┌──

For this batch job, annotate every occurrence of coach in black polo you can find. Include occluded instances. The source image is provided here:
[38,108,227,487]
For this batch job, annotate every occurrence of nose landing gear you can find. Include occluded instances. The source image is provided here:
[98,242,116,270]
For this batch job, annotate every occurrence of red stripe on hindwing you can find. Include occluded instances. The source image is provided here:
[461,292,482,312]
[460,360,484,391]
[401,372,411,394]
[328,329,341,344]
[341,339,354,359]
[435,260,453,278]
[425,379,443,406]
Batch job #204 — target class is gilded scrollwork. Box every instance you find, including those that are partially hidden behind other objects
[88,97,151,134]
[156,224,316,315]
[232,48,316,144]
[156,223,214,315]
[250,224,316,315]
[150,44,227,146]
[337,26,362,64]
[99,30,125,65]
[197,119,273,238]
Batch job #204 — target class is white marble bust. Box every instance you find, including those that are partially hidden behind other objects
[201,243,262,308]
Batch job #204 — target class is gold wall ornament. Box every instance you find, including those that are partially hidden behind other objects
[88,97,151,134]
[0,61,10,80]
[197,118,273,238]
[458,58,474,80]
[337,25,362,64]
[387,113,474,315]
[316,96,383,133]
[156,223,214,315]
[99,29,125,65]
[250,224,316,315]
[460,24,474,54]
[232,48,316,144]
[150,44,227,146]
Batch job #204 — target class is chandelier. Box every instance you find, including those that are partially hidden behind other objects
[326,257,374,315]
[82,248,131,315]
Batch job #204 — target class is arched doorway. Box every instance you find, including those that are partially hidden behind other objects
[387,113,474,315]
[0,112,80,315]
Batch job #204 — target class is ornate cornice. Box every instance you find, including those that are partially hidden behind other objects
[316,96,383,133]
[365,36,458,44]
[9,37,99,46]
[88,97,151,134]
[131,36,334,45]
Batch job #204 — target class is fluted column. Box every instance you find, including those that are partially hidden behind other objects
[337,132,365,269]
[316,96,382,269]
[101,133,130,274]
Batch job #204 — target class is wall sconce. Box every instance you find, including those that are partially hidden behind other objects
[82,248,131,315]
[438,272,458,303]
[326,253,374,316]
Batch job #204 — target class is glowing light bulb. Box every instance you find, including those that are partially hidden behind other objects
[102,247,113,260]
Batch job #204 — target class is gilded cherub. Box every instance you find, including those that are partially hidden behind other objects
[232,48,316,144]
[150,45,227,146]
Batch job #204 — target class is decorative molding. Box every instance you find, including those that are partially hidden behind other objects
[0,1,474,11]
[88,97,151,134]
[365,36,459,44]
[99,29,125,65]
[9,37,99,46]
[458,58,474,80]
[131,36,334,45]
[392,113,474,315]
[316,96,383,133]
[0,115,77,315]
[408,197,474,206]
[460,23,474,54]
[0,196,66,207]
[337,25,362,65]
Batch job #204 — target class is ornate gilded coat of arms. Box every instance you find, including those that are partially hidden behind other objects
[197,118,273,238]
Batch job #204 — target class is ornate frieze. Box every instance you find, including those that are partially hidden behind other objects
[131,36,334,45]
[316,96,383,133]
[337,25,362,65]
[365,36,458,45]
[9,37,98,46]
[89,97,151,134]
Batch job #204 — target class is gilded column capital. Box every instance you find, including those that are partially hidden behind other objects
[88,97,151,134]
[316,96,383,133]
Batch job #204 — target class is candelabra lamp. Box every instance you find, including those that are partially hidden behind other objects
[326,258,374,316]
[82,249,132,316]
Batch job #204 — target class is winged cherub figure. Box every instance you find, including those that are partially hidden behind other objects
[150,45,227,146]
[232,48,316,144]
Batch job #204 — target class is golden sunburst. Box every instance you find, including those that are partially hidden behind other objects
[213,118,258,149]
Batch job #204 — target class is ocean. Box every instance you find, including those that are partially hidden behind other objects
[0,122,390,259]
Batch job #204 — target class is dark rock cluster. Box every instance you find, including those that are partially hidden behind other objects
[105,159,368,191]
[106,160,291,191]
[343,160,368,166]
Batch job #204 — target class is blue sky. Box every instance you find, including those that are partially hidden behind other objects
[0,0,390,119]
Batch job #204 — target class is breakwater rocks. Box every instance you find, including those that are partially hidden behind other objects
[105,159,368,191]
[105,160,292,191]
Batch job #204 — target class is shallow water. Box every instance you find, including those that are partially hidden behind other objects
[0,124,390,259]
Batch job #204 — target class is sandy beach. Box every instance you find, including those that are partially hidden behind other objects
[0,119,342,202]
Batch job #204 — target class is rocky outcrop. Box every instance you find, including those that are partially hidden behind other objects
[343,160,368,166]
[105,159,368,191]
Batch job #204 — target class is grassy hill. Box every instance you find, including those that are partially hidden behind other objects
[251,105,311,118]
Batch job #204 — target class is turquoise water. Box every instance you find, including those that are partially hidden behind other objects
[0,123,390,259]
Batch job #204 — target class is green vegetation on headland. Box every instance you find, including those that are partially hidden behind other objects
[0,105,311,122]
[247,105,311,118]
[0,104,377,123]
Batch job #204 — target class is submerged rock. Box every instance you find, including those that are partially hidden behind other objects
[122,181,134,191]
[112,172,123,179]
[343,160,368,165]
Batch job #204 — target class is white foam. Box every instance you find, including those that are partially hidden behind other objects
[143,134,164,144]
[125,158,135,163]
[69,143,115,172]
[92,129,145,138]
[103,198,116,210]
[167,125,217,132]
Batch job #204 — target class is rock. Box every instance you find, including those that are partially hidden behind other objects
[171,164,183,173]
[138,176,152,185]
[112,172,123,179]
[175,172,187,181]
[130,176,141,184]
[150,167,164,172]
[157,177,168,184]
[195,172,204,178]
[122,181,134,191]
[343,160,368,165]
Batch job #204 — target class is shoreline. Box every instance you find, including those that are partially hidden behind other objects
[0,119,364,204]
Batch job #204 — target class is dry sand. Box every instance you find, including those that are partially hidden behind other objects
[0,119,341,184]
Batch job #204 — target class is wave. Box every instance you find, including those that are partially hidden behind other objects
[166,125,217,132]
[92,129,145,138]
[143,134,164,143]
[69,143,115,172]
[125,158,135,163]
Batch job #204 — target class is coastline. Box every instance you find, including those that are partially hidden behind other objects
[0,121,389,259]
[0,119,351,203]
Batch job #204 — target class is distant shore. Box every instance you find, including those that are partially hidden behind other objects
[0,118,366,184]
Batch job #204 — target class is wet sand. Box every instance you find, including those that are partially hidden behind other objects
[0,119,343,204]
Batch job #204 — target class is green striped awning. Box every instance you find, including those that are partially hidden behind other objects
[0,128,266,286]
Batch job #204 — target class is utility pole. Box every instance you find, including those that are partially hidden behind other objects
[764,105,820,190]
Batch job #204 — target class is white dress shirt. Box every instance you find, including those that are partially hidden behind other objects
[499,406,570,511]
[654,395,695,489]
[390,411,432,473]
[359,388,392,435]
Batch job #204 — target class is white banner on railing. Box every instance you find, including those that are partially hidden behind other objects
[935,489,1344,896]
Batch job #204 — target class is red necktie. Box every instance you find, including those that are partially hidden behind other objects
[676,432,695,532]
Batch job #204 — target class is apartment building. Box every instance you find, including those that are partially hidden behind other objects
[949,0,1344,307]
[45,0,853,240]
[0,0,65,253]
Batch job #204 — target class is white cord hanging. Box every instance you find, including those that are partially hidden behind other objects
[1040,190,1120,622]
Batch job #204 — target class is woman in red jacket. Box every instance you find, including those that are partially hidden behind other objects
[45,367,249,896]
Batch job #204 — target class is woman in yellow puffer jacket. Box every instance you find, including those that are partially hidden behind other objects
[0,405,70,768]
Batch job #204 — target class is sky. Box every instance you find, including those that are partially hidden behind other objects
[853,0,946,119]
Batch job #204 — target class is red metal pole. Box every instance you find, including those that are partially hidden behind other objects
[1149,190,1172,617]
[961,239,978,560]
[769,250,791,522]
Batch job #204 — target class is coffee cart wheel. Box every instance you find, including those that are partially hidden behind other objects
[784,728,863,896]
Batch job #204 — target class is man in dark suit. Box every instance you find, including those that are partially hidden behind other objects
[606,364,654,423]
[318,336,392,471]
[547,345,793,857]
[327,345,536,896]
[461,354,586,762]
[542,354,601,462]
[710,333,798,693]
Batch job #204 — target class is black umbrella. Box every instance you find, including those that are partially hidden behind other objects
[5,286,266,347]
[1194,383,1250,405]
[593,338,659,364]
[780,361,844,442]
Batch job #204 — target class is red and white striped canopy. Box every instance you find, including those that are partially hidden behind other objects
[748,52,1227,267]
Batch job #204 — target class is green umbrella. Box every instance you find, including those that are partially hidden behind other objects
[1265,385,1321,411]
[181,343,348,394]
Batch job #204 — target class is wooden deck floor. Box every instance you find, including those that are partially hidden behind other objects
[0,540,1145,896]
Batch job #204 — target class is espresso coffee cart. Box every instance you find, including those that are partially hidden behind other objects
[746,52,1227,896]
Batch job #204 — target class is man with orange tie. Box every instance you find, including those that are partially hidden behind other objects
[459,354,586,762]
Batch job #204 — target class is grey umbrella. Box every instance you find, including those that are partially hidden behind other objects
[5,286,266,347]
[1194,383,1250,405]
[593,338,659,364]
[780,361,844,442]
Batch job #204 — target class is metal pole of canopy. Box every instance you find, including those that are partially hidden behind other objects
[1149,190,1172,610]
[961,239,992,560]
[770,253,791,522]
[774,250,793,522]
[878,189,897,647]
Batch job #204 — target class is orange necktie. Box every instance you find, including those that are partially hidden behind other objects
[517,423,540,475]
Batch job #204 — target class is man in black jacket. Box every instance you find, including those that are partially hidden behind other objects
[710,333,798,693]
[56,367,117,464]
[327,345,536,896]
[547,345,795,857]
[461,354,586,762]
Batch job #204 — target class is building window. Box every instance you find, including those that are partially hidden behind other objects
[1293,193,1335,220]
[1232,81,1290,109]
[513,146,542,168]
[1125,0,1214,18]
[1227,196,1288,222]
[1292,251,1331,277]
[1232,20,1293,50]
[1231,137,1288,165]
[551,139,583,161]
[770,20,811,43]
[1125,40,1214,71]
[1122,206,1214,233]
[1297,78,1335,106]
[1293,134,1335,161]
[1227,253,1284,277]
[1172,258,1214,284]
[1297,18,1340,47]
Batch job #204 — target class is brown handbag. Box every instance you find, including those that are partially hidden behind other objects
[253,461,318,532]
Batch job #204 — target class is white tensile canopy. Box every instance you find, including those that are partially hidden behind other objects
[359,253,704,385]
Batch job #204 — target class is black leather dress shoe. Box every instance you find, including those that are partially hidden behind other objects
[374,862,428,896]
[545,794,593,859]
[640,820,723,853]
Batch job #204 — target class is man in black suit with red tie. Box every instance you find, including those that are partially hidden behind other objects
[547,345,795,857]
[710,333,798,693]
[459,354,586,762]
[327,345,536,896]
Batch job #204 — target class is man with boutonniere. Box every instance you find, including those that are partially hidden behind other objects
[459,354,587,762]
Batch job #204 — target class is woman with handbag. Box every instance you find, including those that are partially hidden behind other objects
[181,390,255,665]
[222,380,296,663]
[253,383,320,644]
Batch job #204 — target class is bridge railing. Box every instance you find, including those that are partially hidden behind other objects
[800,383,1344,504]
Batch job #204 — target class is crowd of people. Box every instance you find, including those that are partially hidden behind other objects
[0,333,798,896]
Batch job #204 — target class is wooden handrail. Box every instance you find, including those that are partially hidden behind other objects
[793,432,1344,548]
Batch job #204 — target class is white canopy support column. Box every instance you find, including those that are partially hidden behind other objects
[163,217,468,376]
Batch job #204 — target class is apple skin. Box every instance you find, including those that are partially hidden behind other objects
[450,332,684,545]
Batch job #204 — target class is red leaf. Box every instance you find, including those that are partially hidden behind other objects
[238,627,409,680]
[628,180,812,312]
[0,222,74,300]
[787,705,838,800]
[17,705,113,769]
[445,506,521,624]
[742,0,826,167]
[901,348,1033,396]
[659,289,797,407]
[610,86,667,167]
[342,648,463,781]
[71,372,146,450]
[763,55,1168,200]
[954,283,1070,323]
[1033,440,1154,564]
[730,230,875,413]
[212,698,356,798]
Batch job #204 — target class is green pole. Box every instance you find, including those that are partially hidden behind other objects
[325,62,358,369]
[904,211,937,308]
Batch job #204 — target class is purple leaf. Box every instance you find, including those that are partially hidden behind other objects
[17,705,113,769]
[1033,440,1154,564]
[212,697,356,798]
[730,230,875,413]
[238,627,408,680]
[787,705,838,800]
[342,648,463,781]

└──

Pick out every line of the data above that contains the word "this", and copy each of those lines. Case counts.

For this batch job, annotate every occurrence of coach in black polo you can find. Include occluded instances. The source image is provided here:
For this batch job, annotate every occurrence of nose landing gear you can find. Include occluded instances. The source image is provided here:
For this batch job, annotate every occurrence of red stripe on hindwing you can find. Include occluded instances. The source image is provided here:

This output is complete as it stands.